[[ Data open ]]

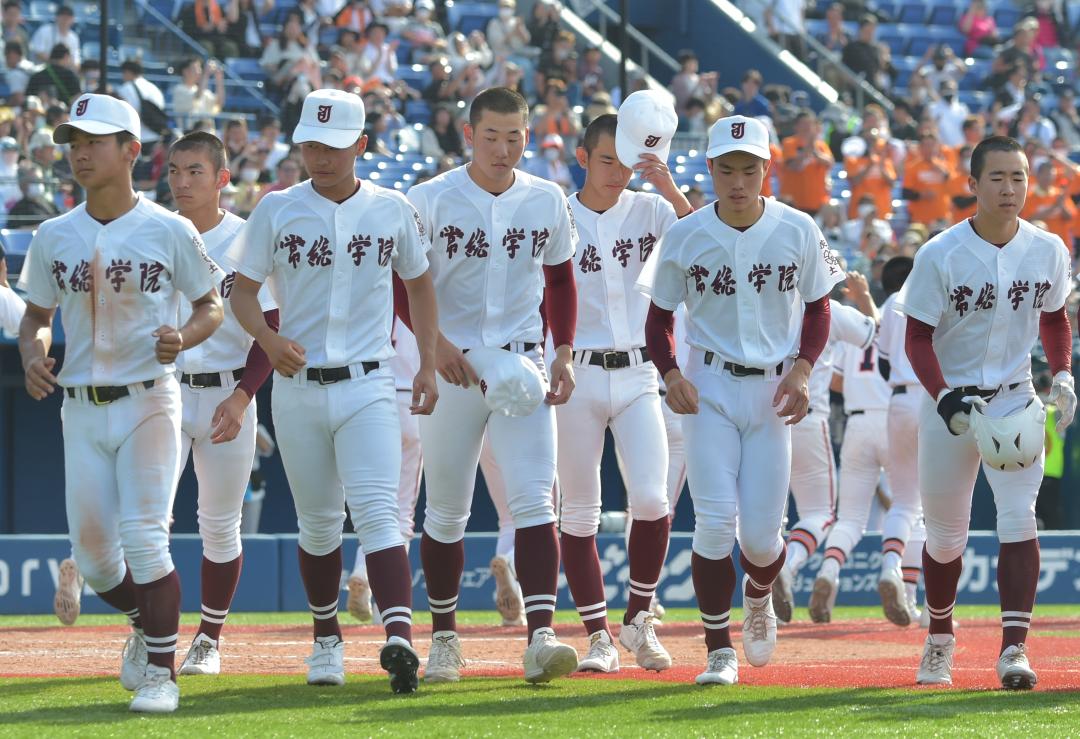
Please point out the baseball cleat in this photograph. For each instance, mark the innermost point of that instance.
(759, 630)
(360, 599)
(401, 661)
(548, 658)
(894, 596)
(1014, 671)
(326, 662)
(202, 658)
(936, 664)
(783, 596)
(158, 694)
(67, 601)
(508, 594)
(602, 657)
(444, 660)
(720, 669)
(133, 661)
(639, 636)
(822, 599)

[[ Data closed ]]
[[ Data open ]]

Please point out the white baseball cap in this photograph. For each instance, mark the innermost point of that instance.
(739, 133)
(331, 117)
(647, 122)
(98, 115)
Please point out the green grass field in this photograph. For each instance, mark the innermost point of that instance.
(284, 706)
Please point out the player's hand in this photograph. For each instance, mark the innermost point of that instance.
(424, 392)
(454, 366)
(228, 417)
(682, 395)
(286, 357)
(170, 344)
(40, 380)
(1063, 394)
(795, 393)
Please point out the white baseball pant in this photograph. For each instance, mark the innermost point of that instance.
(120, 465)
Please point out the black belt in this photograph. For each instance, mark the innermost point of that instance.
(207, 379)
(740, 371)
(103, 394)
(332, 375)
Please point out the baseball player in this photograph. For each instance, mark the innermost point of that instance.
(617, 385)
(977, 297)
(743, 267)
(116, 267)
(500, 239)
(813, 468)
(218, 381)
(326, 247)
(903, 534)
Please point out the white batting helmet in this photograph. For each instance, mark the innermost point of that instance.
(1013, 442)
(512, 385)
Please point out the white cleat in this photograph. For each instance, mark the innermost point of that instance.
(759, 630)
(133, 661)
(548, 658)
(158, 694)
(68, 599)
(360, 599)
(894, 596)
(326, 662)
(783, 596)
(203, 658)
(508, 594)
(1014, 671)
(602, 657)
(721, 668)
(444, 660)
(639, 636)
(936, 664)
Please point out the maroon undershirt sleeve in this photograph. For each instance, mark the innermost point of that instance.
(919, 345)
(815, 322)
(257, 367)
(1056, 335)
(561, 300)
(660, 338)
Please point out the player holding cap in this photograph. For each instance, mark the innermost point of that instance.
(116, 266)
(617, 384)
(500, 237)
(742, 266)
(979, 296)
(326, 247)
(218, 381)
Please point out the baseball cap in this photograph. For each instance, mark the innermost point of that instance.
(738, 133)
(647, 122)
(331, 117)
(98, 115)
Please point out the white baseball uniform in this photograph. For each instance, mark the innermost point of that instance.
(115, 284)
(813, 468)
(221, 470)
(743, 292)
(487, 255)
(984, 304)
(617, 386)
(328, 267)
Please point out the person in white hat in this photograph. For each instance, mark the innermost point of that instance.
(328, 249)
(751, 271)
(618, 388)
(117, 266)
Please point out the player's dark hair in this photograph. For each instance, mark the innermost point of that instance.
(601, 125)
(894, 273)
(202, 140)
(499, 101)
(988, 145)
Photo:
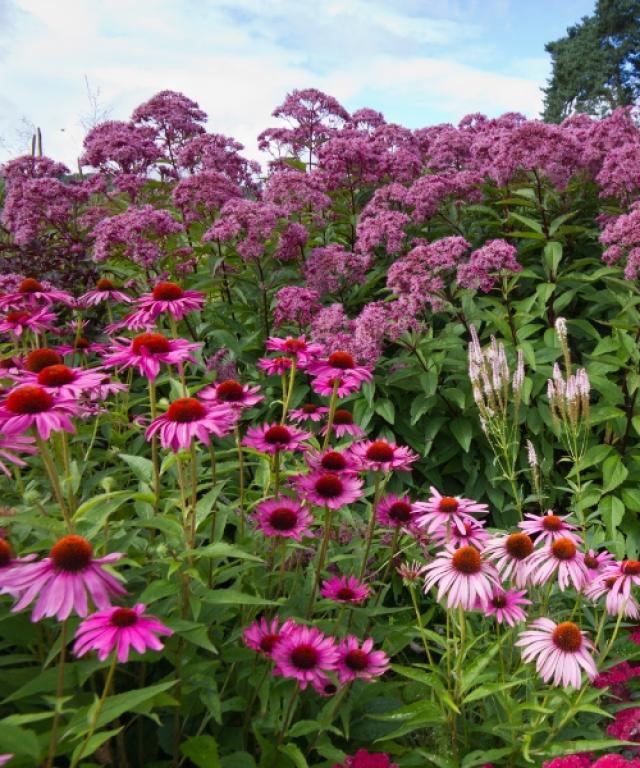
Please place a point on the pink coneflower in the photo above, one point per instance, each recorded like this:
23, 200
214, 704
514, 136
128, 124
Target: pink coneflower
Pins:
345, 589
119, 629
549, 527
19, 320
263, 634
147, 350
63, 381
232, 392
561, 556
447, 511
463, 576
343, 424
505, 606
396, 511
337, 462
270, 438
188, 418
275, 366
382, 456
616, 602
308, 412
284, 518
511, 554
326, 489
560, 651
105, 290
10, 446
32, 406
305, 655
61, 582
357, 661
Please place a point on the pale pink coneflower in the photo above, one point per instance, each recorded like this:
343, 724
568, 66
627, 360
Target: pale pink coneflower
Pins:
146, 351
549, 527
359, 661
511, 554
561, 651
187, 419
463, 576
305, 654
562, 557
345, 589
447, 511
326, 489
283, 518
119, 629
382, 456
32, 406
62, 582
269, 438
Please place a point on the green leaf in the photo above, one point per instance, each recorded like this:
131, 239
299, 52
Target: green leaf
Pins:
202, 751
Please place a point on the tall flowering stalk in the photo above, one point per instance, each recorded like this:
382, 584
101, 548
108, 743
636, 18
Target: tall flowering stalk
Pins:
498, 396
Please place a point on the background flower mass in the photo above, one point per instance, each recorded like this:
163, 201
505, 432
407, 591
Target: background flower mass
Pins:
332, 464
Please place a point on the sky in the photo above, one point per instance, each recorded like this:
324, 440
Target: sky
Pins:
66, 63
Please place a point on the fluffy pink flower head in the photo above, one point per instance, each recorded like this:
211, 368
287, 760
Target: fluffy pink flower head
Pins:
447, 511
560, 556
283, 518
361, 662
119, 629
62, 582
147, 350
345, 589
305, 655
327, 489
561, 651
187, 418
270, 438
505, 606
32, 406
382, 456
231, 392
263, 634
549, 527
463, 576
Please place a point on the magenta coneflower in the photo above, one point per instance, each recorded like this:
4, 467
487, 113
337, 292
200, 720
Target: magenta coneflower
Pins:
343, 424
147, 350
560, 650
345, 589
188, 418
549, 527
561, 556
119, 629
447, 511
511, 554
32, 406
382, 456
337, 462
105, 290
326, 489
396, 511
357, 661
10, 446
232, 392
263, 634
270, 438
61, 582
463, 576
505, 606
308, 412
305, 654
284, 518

[[ Data closed ]]

> [Work order]
Go through the records above and return each line in which the word "Target" occurs.

> [Response for this exercise]
Target: pink coneflower
Target: pale pink coneflower
Target: green leaf
Target: tall flowering stalk
Target: background flower mass
Target: sky
Target: fluffy pink flower head
Target: magenta coneflower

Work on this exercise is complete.